What the exercise asks: Return all of the records exactly.

[Region pointing data]
*****

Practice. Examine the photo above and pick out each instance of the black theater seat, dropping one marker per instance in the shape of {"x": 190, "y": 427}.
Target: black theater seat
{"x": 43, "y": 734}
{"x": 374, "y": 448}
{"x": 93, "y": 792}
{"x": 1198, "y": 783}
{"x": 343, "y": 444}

*****

Exercise response:
Practice. Examine the photo above and pick out each instance of the black theater seat, dropping one marker per instance in the shape of {"x": 190, "y": 427}.
Target: black theater seat
{"x": 43, "y": 734}
{"x": 374, "y": 448}
{"x": 93, "y": 792}
{"x": 1198, "y": 783}
{"x": 343, "y": 444}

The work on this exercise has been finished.